Start of Records to process

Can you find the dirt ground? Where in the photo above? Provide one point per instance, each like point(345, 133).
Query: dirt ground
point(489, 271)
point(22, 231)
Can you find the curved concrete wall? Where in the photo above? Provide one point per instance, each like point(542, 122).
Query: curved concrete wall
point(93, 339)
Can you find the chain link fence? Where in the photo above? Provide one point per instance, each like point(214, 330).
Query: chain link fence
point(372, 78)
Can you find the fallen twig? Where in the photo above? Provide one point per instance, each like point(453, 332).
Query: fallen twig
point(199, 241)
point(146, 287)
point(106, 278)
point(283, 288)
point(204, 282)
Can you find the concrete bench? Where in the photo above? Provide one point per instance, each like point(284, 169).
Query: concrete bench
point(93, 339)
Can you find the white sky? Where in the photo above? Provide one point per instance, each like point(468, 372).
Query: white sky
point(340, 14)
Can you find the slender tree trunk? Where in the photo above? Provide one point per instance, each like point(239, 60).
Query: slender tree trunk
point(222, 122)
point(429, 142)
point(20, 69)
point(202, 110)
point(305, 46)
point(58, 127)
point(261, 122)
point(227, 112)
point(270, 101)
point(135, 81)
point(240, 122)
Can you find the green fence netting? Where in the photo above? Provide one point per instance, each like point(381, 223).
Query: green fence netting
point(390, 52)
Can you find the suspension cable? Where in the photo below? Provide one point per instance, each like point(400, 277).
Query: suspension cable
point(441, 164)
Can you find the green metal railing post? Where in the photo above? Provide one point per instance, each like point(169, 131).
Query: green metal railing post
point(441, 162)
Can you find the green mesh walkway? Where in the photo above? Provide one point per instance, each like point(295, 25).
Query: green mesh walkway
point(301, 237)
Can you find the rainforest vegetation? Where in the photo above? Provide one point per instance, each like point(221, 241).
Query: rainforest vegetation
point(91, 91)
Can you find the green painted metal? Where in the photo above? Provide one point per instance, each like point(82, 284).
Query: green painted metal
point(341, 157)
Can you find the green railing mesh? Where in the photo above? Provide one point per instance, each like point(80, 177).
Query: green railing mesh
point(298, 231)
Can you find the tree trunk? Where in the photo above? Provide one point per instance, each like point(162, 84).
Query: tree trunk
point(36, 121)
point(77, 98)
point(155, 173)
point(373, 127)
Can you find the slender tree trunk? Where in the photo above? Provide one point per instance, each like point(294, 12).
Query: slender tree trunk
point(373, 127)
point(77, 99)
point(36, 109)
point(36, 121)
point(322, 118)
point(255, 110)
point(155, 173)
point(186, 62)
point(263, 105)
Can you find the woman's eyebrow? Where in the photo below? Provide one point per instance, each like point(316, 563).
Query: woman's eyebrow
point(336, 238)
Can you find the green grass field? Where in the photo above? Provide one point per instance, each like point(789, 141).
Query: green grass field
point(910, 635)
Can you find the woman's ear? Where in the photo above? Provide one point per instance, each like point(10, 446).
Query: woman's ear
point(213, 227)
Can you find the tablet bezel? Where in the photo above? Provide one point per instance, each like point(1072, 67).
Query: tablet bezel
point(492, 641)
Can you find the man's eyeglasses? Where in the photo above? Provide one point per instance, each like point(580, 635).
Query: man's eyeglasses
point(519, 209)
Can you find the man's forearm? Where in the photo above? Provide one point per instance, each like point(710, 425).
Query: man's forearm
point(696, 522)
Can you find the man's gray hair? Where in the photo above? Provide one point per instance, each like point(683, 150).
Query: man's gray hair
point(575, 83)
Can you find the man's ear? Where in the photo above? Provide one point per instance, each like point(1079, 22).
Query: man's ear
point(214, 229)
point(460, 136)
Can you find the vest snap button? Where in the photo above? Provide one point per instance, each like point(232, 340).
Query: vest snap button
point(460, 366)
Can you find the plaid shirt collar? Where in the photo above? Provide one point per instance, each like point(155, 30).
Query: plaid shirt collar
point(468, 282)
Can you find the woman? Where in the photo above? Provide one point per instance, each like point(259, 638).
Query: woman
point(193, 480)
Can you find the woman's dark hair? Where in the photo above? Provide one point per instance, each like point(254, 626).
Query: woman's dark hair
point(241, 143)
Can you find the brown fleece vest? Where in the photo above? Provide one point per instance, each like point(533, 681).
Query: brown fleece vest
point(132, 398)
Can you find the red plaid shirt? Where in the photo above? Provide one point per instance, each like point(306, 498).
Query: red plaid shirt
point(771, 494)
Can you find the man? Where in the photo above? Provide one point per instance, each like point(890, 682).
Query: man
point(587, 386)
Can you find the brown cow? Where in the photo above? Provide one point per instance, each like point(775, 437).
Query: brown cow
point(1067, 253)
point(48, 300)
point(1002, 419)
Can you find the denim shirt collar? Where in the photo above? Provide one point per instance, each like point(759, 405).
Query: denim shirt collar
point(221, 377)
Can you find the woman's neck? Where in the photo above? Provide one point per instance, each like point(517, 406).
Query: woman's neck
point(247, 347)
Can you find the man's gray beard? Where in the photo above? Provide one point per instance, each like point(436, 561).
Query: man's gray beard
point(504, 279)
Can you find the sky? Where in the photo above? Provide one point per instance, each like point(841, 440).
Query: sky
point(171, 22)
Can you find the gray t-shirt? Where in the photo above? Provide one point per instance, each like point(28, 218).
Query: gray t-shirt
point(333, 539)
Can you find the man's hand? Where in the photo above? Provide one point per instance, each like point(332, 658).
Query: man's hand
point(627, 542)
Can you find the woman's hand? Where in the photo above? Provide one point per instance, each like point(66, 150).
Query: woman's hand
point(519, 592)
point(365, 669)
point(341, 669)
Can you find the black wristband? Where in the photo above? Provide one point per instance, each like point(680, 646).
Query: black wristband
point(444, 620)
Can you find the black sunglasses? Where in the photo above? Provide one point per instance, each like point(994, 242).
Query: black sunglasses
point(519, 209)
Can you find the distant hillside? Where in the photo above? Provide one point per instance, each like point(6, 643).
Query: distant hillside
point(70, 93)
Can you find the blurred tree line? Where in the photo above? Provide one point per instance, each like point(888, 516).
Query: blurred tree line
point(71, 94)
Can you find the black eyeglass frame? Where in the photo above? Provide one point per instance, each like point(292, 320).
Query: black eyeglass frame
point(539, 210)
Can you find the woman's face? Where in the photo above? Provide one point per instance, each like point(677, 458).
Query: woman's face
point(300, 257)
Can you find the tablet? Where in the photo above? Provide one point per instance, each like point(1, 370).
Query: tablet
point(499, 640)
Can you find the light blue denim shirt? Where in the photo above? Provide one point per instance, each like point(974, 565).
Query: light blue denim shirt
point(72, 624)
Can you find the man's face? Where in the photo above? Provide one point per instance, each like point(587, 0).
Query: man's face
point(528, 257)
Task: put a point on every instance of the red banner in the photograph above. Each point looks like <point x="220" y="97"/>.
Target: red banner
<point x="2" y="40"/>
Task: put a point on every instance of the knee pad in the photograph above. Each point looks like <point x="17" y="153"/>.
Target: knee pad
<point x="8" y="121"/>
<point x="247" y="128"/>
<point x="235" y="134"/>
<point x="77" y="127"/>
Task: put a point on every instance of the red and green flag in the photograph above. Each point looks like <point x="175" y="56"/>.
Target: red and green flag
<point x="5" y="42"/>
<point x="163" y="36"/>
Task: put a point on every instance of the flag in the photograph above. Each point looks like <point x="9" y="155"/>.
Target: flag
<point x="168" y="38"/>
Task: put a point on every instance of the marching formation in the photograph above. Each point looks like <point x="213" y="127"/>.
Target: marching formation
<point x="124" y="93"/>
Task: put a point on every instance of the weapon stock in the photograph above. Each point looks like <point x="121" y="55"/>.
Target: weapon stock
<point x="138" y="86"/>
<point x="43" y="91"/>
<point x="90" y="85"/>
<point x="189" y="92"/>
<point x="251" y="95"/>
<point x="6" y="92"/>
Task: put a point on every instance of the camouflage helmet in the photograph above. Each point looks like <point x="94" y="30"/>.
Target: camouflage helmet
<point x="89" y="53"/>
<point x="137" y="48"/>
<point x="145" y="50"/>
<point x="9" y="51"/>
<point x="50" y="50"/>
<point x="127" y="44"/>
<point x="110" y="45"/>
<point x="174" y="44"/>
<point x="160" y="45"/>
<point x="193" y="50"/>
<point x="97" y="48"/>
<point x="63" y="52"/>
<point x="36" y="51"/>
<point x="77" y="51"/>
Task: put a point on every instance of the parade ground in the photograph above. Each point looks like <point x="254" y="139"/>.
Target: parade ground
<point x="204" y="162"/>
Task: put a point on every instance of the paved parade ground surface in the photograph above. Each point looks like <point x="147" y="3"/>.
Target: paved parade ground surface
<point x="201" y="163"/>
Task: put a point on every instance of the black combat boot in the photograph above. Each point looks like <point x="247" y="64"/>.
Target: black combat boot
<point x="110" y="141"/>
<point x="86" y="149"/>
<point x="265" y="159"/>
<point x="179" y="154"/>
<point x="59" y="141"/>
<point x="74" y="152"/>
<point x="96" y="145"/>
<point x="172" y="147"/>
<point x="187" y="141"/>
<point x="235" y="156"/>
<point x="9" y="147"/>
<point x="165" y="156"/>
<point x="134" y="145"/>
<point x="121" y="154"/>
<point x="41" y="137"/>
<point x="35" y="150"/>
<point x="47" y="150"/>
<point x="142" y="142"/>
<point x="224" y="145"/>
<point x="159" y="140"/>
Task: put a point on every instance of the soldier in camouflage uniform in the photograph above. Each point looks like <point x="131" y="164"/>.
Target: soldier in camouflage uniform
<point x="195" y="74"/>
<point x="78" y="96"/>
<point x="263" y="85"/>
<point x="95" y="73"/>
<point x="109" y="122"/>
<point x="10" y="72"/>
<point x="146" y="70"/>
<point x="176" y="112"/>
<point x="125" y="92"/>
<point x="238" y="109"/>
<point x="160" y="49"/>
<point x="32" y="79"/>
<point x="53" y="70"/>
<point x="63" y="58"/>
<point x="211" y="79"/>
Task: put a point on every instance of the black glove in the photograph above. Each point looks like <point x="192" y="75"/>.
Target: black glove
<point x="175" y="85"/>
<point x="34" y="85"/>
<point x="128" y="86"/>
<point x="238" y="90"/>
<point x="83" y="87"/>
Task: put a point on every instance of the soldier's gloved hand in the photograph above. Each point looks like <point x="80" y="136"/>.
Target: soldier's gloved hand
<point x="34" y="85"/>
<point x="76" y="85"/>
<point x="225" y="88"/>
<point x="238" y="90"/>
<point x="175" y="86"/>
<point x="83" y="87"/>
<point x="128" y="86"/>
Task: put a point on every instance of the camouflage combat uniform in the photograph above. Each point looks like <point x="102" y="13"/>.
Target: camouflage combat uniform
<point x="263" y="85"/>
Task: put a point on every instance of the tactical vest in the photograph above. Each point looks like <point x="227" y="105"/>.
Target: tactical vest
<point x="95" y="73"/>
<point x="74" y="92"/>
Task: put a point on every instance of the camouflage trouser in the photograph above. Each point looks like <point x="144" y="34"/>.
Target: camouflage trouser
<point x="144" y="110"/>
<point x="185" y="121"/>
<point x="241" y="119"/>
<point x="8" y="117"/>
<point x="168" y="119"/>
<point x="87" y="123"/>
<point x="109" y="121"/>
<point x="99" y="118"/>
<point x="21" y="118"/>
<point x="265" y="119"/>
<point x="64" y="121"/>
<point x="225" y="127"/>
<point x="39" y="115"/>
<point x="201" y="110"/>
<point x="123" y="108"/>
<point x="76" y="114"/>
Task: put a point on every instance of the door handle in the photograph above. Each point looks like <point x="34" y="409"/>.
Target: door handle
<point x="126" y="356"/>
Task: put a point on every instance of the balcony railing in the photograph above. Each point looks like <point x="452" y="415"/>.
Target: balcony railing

End of Records to process

Exercise goal:
Find the lines that mention "balcony" in the entries and show them.

Response to this task:
Task: put a point on every instance of the balcony railing in the photograph above. Each point looks like <point x="452" y="415"/>.
Target: balcony railing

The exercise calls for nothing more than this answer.